• **DÉFIS**:
1/ Recopiez fidèlement un passage du texte fourni. Commencez aux mots « Origine : http://www-durs.u-strasbg.fr/Gazel37.htm » et arrêtez-vous après « mises en œuvre. ».
2/ Énumérez les catégories de personnes qui, d'après le texte fourni, ont signé la pétition.

• **TEXTE FOURNI**:
== == ==

Origine : http://www-durs.u-strasbg.fr/Gazel37.htm

Le harcèlement sexuel : une forme, parmi d'autres, d'abus de pouvoir. Il est nécessaire que tous les acteurs de l'enseignement supérieur s'approprient cette question pour que des mesures concrètes soient mises en œuvre.

La pétition lancée par notre collectif d'étudiant - e - s, CLASCHES (Collectif de lutte anti-sexiste contre le harcèlement dans l'enseignement supérieur), a recueilli à ce jour plus de onze cents signatures d'étudiant-e-s, d'enseignant-e-s, de chercheur-e-s, de personnels administratifs issu-e-s de diverses disciplines et de multiples institutions de l'enseignement supérieur. Un tel écho révèle qu'un débat sur le harcèlement sexuel dans l'enseignement supérieur est aujourd'hui possible. Nous nous réjouissons que ce débat public soit, depuis quelques semaines, enfin ouvert. Toutefois, la chronologie médiatique, qui fait coïncider notre pétition et la seule plainte pour harcèlement sexuel déposée à ce jour par une étudiante (Le Monde du 2 février), instaure un climat de confusion entre notre mobilisation collective et cette plainte.

== == ==

• **DONNÉES ENREGISTRÉES**:
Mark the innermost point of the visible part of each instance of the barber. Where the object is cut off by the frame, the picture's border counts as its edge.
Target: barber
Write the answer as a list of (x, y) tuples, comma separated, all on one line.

== == ==

• **SOLUTIONS PAR TÂCHE**:
1/
Origine : http://www-durs.u-strasbg.fr/Gazel37.htm

Le harcèlement sexuel : une forme, parmi d'autres, d'abus de pouvoir. Il est nécessaire que tous les acteurs de l'enseignement supérieur s'approprient cette question pour que des mesures concrètes soient mises en œuvre.

2/
- étudiant-e-s
- enseignant-e-s
- chercheur-e-s
- personnels administratifs